__Consigne__
Restituez sans la moindre modification le passage de la critique de L'Ogre du Vaterland qui commence par « Cette douleur enfouie » et se poursuit jusqu'à « reconnaître pour Je. ».

───── Texte retenu

DOUBLE TENTATIVE D'ASSASSINAT DANS LA RUE OGRE...



Cette douleur enfouie toujours, au plus profond, d'avoir eu un père que l'on n'a pu qu'aimer haïr. Ce mal que l'on traîne, ans après ans, plus que comme un fil à la patte : comme une sorte de prison qui vous enferme à jamais dans ce mal que l'on vous a fait, sans explication possible, sans justification autre que «Léon Jacques [le père] ne m'aimait pas, ne me trouvait ni charmant ni beau. Il m'en voulait de porter son nom, souhaitait qu'ich disparaisse, que cela cesse.»



Ce que cela doit être terrible, pour un fils, de comprendre cela. Terrible au point de camoufler le Je derrière un Ich qui, pour être de commun usage au philologue Paul de Brançion, n'en est pas moins un évitement narcissique fort, désespéré peut-être, une sorte de "je est un autre" rimbaldien s'affranchissant de sa langue, s'évoquant lui-même comme un inconnu dans le refus du père de le reconnaître pour Je.



L'Ogre du Vaterland... Quel nom terrible donné à son propre père. La carte et le territoire en deux mots. La carte, spirituelle, malfaisante, c'est cet homme, digne des personnages les plus noirs, les plus mortifères et ignobles des contes - en l'occurrence, ceux de Charles Perrault, dont les extraits et citations émaillent de leur éclaircissement symbolique, souvent violent, le fil de cette lecture tragique -, le Vaterland (pour les non-germanistes, ce mot se traduit par "la patrie" en français mais, mot pour mot, c'est "la Terre du Père", et l'on pourrait ainsi lui donner comme équivalent, avec une inversion du genre, de "Mère Patrie"), c'est le territoire, cet endroit terrible, infranchissable, inviolable et pourtant lieu parfait d'enfermement avec lequel l'enfant du construire son propre monde, à l'exception de ces quelques trop rares moments de respiration durant lesquels le père était parti pour voyage d'affaire.

Qu'il doit être terrible de haïr à ce point un père et qui vous a haï d'abord et en retour...



Alors, sans expliquer ni justifier, sans pardonner ni absoudre, se conter une histoire : l'histoire de ce père honni, parce que brutal, parce que mal aimant, parce qu'ennemi de la mère aussi, parce qu'oublieux de ses rejetons ; parce que mort au-dedans et imposant sa mort alentour. Explorer le territoire de cet autre, l'histoire de ce père ancien officier de marine (est-ce un hasard : un paquebot allemand, antérieur à la seconde guerre mondiale, fut baptisé "Vaterland". Ce fut par ailleurs un énorme échec commercial. Ainsi que furent, semble-t-il, certaines affaires du père), «plus mussolinien que naziste, plus fachiste que léniniste, malin, habile, retors», et Paul de Brancion de préciser, implacable, «retors jusqu'à la fellation du monde». "Ich" nous dresse le portrait d'un être terrifiant dans sa banalité mauvaise, qui épouse une femme avec laquelle il sera en conflit larvé jusqu'à la fin, qui lui fera enfants sur enfants, sans pourtant aimer la "marmaille", parce qu'on est catholique traditionnel et que Vatican II n'est jamais passé par là.

──────────
───── Données fournies

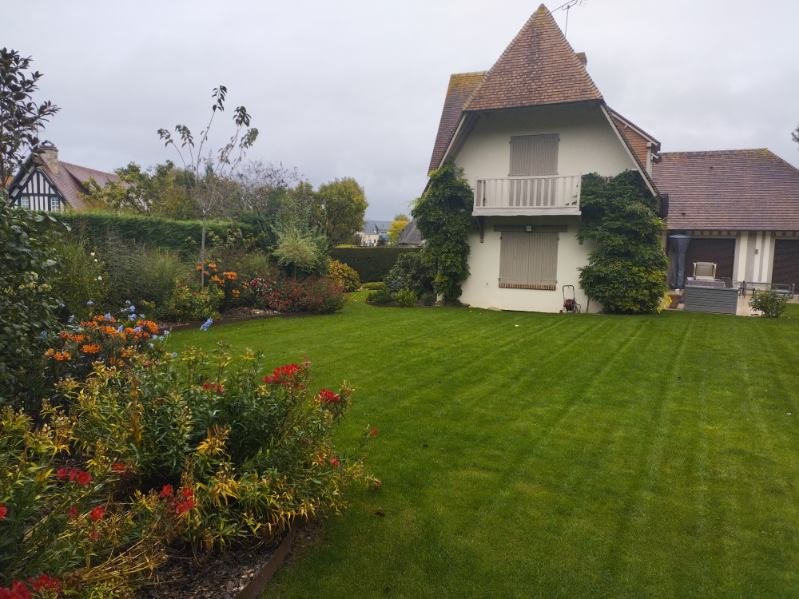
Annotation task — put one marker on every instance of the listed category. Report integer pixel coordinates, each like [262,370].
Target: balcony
[528,196]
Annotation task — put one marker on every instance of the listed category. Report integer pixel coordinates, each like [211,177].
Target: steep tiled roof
[71,179]
[729,189]
[538,67]
[461,87]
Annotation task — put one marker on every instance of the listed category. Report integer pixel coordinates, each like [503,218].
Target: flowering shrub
[113,341]
[317,295]
[343,275]
[62,528]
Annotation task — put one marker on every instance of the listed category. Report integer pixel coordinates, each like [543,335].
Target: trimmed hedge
[372,264]
[179,235]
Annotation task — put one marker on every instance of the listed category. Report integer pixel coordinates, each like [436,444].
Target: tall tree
[342,205]
[212,170]
[21,118]
[397,225]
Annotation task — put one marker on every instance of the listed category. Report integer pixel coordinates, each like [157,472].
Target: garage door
[786,262]
[720,251]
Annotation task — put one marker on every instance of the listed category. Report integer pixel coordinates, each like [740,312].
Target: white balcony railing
[512,196]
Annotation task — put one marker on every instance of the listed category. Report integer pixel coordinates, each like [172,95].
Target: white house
[524,133]
[51,185]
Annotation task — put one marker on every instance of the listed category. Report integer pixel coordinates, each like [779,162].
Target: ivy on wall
[444,216]
[626,270]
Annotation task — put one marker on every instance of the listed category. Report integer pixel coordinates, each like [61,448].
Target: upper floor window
[534,155]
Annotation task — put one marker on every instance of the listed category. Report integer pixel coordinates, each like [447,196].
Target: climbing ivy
[444,217]
[626,270]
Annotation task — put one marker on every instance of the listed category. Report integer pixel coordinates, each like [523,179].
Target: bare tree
[210,169]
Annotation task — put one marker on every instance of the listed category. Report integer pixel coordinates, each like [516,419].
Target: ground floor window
[528,260]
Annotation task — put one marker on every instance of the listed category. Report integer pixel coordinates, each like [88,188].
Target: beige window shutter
[529,260]
[534,155]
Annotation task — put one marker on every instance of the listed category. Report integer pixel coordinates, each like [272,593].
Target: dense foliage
[342,205]
[626,270]
[769,302]
[180,236]
[343,275]
[28,305]
[21,117]
[444,217]
[372,264]
[315,295]
[156,450]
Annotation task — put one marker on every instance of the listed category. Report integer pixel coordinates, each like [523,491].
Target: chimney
[48,156]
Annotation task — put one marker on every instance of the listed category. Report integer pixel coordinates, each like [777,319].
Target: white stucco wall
[482,289]
[587,144]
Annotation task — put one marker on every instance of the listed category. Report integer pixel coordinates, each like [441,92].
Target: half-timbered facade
[48,184]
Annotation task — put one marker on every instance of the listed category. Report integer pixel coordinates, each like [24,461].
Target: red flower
[181,507]
[214,388]
[17,590]
[329,397]
[83,478]
[45,582]
[282,375]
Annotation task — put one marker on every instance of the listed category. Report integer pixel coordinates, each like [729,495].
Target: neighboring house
[410,236]
[374,233]
[525,132]
[46,183]
[741,210]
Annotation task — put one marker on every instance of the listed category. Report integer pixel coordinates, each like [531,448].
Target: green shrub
[27,302]
[188,304]
[371,264]
[405,298]
[82,281]
[411,271]
[626,271]
[342,275]
[444,217]
[143,274]
[182,236]
[769,302]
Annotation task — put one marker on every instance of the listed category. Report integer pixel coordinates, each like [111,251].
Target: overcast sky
[355,87]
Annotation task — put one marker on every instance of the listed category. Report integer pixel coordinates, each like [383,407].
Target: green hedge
[179,235]
[372,264]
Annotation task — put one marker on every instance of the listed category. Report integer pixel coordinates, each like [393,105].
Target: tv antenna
[567,6]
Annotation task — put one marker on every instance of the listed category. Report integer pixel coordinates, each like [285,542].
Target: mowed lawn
[553,455]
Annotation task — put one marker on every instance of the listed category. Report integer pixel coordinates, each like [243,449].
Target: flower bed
[148,450]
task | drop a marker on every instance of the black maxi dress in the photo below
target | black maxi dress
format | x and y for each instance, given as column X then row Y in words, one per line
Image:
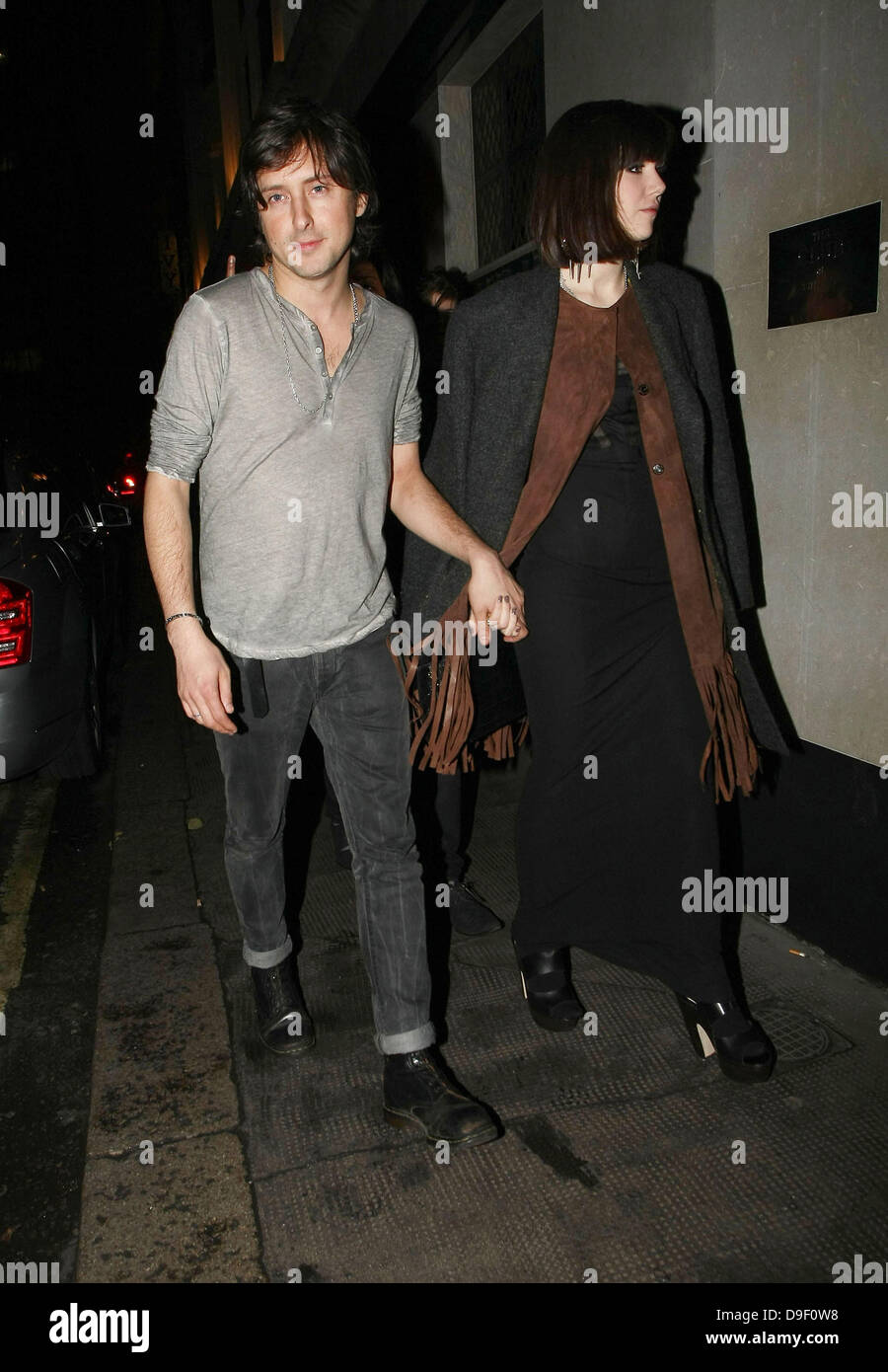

──────────

__Solution proposée__
Cette douleur enfouie toujours, au plus profond, d'avoir eu un père que l'on n'a pu qu'aimer haïr. Ce mal que l'on traîne, ans après ans, plus que comme un fil à la patte : comme une sorte de prison qui vous enferme à jamais dans ce mal que l'on vous a fait, sans explication possible, sans justification autre que «Léon Jacques [le père] ne m'aimait pas, ne me trouvait ni charmant ni beau. Il m'en voulait de porter son nom, souhaitait qu'ich disparaisse, que cela cesse.»



Ce que cela doit être terrible, pour un fils, de comprendre cela. Terrible au point de camoufler le Je derrière un Ich qui, pour être de commun usage au philologue Paul de Brançion, n'en est pas moins un évitement narcissique fort, désespéré peut-être, une sorte de "je est un autre" rimbaldien s'affranchissant de sa langue, s'évoquant lui-même comme un inconnu dans le refus du père de le reconnaître pour Je.